■ Exercise passage:
────────────────

AP, Reuters: Two looks at two space programs struggling with money and technology woes

Wednesday, November 16th, 2011

NASA and its Russian equivalent, Roscosmos, once rivals of roughly comparable skill, achievement, and valor, have long since gone down separate paths. But each still carries historic weight, harbors grand ambitions, and faces high hurdles if it is to achieve them. By happenstance, more or less, the world’s two major wire services are carrying separate and sympathetic looks at their situations – and don’t give partisans of either a whole lot to applaud.

  • AP – Seth Borenstein: Wanted: Astronauts; Missing: US rockets to fly them ; And recent hirees, one learns, are still enthusiastic to start their space faring careers. Even if it is on a Russian Soyuz or, in a few years, maybe a man-rated Dragon space capsule from private company SpaceX.
  • Reuters – Alissa de Carbonnel: Analysis: Botched Mars mission shows Russian industry troubles ; You think NASA has problems? One presumes, of course, that even at its low ebb, the Russians have gotten the Soyuz launchers and spacecraft honed to a high operational polish. That image up there was filed by Reuters, but could have easily illustrated the AP story.

────────────────

■ Exercise prompt: Please summarize the post on the two space programs in two sentences.

────────────────

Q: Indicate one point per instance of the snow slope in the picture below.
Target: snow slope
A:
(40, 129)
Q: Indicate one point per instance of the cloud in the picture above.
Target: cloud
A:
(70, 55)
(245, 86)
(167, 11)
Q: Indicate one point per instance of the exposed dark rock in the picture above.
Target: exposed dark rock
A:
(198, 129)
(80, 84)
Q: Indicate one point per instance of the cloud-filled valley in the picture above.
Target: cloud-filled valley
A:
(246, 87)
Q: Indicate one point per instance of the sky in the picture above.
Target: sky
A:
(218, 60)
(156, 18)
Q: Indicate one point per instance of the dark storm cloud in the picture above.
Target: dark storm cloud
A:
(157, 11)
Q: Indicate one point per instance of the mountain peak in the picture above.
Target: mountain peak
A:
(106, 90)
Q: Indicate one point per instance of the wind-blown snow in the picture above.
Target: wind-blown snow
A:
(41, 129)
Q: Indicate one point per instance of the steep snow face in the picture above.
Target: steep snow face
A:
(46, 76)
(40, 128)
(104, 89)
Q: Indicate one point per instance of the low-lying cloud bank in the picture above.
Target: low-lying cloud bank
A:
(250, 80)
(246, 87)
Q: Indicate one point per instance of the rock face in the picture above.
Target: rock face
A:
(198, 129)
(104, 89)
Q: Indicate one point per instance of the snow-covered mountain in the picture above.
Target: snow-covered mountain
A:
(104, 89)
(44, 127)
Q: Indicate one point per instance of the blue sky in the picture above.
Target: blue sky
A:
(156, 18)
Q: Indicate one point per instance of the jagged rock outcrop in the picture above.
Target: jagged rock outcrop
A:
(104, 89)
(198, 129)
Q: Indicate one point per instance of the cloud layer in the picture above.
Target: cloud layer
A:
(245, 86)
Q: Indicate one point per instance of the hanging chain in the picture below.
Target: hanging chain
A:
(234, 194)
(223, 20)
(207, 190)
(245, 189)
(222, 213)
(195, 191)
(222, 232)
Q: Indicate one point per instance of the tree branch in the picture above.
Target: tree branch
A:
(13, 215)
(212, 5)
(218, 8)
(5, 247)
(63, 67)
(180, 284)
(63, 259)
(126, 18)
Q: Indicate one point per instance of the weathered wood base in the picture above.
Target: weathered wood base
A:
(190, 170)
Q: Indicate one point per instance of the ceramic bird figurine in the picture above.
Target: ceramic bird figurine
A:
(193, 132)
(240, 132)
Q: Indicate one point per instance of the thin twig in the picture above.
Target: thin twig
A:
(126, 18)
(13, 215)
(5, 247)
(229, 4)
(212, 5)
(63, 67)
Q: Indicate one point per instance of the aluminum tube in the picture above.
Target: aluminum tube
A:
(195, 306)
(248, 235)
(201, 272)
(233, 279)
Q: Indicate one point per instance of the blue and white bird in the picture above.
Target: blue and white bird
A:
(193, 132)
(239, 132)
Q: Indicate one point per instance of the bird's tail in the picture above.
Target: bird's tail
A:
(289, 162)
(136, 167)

────────────────

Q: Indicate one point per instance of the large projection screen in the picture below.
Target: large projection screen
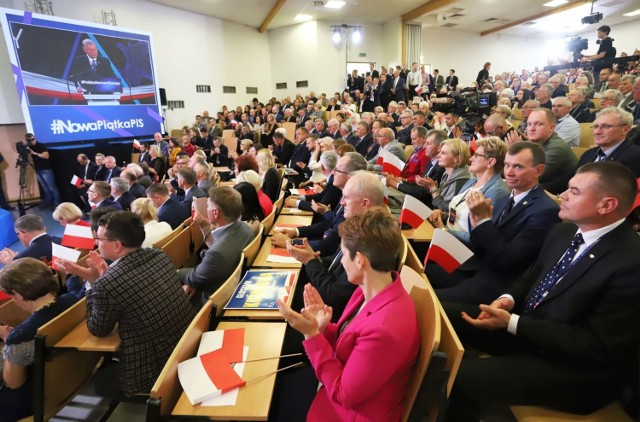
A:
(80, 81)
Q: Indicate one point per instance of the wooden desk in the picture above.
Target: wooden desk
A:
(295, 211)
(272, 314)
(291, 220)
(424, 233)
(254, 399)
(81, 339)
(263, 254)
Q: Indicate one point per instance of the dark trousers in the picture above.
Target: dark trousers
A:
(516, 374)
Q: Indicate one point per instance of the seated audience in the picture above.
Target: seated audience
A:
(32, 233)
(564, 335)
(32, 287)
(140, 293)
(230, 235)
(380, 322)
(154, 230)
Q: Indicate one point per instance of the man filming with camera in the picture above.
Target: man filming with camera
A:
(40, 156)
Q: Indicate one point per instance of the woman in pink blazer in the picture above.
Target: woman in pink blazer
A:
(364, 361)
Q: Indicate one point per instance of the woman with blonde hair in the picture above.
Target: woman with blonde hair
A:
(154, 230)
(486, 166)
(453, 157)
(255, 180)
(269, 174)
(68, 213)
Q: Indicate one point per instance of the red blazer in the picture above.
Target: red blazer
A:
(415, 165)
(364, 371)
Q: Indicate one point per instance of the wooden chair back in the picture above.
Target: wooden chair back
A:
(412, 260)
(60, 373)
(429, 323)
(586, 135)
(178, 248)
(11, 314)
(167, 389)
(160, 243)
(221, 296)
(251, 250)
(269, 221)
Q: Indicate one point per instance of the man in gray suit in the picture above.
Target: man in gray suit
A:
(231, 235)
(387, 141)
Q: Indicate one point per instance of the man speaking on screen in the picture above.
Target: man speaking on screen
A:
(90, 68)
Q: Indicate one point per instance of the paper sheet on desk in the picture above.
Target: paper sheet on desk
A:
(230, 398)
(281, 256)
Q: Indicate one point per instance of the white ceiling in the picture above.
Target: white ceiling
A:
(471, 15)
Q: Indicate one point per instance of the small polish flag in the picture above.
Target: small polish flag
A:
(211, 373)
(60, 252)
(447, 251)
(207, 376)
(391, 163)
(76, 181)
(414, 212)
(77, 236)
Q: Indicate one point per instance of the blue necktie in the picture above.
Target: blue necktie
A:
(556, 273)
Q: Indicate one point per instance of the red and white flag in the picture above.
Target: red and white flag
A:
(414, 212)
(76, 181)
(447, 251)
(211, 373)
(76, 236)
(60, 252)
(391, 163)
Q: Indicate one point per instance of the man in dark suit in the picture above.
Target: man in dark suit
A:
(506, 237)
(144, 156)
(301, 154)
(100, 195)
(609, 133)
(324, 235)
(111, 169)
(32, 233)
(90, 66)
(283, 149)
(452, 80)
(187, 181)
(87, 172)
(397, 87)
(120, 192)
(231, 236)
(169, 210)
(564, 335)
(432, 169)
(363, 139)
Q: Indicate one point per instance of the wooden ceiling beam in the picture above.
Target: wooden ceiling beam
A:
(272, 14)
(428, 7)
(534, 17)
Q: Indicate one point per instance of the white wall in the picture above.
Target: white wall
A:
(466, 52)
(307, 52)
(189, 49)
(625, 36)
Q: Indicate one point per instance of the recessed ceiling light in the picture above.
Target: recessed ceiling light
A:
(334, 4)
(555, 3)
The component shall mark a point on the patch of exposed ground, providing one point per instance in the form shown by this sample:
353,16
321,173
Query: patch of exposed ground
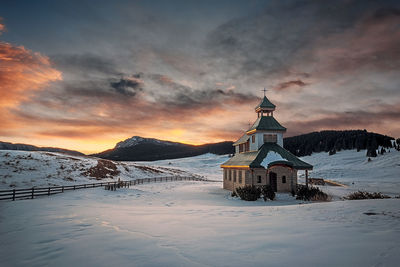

────────────────

■ Expected output: NASA and Roscosmos, once rivals of roughly comparable skill, have long since gone separate ways, but each still carries historic weight, harbors grand ambitions, and faces high hurdles. AP and Reuters are running separate, sympathetic looks at them: the AP piece finds new astronaut hires still eager to fly even without US rockets to carry them, and the Reuters analysis says a botched Mars mission shows troubles in Russian industry.